A customer can benefit from a good or service on its own or in conjunction with:
–– other readily available resources that are sold separately by the entity, or by
another entity; or
–– resources that the customer has already obtained from the airline – e.g. a
good or service delivered up-front – or from other transactions or events.
The fact that a good or service is regularly sold separately by the airline is an
indicator that the customer can benefit from a good or service on its own, or with
other readily available resources.
Criterion 2
Distinct within the context of the contract
When assessing whether promises to transfer goods or services are distinct
within the context of the contract, an airline determines whether the nature
of the promise is to transfer each of those goods or services individually or to
transfer a combined item or items for which the promised goods or services
are inputs.
The new standard provides the following indicators to assist in evaluating
when two or more promises to transfer goods or services to a customer are
separately identifiable.

========================================

# [THE TASKS]
a. In the airline revenue passage, what fact indicates that a customer can benefit from a good or service on its own or with other readily available resources?
b. Carry on the airline revenue passage, picking up after its last sentence.

# [DATASET ENTRIES]

========================================

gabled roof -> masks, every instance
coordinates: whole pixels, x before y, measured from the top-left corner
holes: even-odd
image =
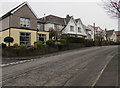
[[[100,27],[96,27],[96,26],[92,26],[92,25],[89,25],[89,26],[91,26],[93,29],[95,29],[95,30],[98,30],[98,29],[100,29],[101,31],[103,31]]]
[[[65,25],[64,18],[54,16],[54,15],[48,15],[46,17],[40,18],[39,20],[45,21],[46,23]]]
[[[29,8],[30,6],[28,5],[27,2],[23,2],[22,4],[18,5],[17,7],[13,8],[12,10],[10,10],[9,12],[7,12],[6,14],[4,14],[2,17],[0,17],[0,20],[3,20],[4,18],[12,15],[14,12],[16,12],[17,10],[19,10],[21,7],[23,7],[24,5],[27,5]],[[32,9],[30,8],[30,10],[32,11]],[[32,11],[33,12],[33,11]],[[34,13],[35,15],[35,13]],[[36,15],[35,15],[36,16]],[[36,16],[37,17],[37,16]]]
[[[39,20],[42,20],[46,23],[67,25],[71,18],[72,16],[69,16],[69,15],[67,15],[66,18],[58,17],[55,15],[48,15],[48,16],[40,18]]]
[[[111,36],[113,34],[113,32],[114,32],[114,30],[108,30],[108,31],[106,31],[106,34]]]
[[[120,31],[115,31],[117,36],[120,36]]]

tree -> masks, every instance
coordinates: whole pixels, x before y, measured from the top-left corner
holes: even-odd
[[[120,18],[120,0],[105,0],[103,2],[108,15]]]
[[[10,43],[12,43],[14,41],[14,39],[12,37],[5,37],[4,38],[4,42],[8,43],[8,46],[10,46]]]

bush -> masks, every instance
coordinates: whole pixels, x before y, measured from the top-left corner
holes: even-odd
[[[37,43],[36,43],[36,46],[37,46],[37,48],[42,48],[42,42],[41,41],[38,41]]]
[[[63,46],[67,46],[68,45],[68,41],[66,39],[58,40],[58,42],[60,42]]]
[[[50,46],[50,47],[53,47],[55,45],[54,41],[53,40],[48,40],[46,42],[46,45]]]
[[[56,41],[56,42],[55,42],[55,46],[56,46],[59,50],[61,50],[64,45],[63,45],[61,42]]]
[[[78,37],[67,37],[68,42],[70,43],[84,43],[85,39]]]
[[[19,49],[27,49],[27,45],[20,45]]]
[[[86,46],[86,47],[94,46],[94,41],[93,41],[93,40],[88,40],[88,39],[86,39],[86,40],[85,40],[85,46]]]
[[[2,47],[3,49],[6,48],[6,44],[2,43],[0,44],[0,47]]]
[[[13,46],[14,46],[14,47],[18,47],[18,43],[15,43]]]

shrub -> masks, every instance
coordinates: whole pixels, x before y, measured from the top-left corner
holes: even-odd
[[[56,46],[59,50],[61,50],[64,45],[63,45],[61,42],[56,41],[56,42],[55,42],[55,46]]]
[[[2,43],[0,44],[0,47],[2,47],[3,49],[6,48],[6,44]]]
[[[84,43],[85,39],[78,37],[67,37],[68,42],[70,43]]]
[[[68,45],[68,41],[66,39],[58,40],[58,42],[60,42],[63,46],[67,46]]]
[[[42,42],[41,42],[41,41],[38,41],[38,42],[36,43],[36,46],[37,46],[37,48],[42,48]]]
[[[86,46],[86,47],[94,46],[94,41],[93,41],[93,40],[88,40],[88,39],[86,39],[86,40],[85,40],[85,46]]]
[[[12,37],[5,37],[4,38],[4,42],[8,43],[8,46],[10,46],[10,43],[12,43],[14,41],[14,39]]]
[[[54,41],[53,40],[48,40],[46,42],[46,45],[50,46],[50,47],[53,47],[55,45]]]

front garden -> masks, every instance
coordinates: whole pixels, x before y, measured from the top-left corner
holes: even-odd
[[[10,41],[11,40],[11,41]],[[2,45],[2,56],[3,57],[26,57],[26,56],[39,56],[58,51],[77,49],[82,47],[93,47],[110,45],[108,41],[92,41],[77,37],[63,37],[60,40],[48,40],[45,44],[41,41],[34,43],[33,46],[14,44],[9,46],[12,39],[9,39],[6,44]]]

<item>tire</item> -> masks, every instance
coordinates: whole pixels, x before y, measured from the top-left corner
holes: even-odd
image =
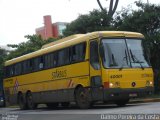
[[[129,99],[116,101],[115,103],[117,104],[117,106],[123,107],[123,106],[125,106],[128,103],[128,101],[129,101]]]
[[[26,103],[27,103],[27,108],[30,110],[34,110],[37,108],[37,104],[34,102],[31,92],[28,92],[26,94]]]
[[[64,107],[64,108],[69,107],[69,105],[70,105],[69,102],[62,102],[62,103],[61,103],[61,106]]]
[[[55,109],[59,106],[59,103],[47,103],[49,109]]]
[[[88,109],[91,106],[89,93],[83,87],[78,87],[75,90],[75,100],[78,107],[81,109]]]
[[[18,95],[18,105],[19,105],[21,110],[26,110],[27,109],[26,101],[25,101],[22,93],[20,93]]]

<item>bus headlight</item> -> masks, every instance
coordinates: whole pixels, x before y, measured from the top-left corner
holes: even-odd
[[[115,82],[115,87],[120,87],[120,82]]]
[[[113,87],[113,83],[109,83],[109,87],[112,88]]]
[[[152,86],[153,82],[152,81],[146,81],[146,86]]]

========================================

# [RESULTS IN ORDER]
a. The airline regularly sells the good or service separately.

b.
–– An entity provides a significant service of integrating the goods or services
with other goods or services promised in the contract into a bundle of goods
or services representing the combined output or outputs for which the
customer has contracted. This occurs when the entity is using the goods or
services as inputs to produce or deliver the output or outputs specified by the
customer. A combined output (or outputs) might include more than one phase,
element or unit.
–– One or more of the goods or services significantly modifies or customises, or
is significantly modified or customised by, one or more of the other goods or
services promised in the contract.
–– The goods or services are highly interdependent or highly inter-related, such
that each of the goods or services is significantly affected by one or more of
the other goods or services.
The new standard does not include a hierarchy or weighting of the indicators of
whether a good or service is separately identifiable from other promised goods
or services within the context of the contract. An airline evaluates the specific
facts and circumstances of the contract to determine how much emphasis to
place on each indicator.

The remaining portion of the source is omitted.